= Task =
Within the data below, count the lines that include "coordinates" and give only the count.

Items listed in a dataset:

********

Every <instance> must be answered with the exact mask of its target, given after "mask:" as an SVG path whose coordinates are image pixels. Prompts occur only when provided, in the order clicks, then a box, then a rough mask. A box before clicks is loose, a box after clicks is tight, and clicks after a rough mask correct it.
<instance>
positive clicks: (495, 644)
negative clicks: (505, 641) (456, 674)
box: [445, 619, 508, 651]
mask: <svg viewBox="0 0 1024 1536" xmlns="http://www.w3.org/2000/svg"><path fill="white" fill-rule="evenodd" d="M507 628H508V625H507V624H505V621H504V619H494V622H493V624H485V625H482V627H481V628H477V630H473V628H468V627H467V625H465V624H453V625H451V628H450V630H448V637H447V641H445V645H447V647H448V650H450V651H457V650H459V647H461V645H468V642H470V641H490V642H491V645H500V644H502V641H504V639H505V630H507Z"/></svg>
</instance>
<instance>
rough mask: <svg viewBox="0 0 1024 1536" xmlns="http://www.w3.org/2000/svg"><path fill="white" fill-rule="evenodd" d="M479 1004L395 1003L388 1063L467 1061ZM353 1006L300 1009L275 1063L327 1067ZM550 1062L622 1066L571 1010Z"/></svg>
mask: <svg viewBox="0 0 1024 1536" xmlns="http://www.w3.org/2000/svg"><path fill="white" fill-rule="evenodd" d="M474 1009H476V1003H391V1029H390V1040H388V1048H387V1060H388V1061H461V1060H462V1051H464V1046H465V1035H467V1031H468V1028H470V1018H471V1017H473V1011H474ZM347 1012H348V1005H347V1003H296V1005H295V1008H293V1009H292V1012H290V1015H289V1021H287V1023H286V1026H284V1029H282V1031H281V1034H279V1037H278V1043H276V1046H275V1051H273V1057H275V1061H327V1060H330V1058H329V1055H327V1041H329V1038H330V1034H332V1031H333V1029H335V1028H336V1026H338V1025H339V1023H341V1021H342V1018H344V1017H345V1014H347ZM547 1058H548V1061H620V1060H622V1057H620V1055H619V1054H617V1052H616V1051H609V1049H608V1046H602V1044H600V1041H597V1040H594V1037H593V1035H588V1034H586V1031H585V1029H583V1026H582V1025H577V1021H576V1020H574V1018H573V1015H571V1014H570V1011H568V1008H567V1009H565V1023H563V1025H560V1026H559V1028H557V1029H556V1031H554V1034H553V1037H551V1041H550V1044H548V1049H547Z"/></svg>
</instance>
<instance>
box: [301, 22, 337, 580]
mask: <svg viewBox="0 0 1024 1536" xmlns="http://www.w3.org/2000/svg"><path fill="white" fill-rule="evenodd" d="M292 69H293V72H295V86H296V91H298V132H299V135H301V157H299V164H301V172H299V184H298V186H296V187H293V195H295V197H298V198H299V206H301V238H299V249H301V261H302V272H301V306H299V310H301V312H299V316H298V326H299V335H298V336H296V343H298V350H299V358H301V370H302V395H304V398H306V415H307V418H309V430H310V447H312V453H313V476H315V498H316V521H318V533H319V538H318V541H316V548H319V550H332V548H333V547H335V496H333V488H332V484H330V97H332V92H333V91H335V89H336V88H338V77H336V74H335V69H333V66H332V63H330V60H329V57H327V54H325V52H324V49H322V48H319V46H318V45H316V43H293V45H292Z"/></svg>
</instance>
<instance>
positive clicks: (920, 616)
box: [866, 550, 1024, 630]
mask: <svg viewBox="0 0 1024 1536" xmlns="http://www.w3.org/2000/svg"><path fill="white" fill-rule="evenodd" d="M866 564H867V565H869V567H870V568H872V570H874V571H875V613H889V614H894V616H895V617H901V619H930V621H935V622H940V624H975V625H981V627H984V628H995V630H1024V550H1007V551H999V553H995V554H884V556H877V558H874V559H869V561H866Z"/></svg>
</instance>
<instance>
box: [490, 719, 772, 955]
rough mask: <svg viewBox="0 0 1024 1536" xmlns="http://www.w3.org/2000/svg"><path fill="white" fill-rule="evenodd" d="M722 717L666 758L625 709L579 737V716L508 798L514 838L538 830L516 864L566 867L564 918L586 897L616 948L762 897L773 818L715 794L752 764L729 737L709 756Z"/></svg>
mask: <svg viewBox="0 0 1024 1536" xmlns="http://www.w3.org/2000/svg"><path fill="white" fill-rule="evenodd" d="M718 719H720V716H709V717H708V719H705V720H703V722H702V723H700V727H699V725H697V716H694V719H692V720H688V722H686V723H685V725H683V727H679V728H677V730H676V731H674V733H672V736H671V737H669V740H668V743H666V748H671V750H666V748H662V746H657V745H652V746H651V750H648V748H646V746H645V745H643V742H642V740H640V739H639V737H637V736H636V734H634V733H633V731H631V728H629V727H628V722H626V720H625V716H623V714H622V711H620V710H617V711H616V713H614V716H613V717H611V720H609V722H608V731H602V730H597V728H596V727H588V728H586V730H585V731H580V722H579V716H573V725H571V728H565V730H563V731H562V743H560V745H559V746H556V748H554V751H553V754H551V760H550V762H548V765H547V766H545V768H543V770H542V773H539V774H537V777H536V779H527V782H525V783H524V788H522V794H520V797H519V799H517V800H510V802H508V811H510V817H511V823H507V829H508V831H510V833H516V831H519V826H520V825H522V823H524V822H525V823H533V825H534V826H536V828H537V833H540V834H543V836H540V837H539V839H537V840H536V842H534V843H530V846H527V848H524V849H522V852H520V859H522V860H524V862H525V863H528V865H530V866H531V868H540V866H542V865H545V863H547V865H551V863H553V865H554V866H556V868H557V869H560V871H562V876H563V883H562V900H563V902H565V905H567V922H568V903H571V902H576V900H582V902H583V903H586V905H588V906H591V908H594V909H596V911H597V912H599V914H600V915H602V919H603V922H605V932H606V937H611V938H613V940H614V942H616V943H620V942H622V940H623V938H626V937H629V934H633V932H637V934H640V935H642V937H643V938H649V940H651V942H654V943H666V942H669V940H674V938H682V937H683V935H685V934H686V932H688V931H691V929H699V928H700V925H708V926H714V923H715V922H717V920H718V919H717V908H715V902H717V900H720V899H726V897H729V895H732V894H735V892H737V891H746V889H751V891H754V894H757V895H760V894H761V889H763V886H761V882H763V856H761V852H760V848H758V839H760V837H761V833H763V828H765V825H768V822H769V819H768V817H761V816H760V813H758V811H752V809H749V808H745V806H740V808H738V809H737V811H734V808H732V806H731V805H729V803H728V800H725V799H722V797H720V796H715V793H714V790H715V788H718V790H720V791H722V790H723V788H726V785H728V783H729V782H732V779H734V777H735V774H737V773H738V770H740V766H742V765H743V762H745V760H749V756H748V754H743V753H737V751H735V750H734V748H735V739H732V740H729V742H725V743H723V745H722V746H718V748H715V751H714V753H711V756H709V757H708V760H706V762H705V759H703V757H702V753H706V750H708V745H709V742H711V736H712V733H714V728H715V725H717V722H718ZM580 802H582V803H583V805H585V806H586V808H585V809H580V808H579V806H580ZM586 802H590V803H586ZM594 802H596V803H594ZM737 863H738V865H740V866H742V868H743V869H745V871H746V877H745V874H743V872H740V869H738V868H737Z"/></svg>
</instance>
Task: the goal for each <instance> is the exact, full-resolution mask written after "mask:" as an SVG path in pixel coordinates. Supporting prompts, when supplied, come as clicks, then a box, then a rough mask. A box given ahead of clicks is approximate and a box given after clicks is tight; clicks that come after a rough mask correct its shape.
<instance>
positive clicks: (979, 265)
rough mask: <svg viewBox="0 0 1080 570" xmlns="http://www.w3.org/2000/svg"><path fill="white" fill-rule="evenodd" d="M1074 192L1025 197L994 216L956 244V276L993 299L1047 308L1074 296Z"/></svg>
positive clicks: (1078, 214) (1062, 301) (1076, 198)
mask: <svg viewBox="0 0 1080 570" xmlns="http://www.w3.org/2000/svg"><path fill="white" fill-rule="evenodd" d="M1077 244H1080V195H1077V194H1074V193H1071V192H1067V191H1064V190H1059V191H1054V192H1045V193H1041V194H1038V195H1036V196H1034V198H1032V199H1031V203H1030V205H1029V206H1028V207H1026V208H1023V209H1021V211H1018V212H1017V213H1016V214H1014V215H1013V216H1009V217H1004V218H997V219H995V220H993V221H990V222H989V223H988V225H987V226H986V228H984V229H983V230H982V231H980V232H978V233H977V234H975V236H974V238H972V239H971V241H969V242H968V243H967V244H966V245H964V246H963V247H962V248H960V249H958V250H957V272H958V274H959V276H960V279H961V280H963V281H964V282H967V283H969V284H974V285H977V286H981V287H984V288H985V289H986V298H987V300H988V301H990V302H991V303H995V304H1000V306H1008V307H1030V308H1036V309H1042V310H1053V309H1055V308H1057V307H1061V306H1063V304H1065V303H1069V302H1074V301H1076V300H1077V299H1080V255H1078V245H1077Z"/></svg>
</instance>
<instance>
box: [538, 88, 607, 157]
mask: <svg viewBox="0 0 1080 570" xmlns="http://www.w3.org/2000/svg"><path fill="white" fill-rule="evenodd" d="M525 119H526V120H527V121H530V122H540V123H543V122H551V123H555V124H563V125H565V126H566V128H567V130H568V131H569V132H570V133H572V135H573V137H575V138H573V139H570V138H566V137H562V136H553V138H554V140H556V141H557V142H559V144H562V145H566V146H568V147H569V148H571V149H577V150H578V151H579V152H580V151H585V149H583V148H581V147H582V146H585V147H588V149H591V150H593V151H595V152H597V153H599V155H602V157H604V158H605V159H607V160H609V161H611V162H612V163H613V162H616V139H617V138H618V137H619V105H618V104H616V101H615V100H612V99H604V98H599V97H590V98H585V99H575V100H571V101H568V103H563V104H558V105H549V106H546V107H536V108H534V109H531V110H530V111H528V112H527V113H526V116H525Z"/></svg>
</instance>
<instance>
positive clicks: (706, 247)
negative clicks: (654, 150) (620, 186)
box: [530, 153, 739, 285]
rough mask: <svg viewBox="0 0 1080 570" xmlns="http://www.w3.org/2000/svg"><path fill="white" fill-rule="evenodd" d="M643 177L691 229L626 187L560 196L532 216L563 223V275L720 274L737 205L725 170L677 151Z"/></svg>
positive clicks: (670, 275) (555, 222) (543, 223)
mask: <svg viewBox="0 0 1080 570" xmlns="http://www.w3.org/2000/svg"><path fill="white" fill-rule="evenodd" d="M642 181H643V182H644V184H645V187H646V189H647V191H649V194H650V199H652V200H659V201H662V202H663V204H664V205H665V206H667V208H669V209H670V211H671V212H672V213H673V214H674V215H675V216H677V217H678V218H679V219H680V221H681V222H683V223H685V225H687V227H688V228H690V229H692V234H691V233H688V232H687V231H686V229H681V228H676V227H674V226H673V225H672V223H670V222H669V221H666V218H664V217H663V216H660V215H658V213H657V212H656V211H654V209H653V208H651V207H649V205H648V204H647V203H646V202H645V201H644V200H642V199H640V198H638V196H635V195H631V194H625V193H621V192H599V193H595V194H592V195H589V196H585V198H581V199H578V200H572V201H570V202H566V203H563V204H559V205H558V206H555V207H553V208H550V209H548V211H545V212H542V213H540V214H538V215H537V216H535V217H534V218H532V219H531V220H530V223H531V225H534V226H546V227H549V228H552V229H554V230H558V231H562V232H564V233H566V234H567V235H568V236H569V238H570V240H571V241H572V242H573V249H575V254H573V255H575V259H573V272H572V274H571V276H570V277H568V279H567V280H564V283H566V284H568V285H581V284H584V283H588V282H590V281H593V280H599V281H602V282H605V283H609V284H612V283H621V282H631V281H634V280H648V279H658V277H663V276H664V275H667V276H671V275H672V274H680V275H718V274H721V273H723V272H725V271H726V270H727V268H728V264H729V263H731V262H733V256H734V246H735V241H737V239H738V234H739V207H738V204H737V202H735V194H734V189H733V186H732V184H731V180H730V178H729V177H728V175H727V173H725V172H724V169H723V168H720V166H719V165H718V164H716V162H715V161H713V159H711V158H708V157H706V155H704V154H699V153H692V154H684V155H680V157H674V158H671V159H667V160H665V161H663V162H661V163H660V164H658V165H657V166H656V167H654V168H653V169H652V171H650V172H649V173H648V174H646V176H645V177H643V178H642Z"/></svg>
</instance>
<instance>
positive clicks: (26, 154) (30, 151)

********

= Written answer =
2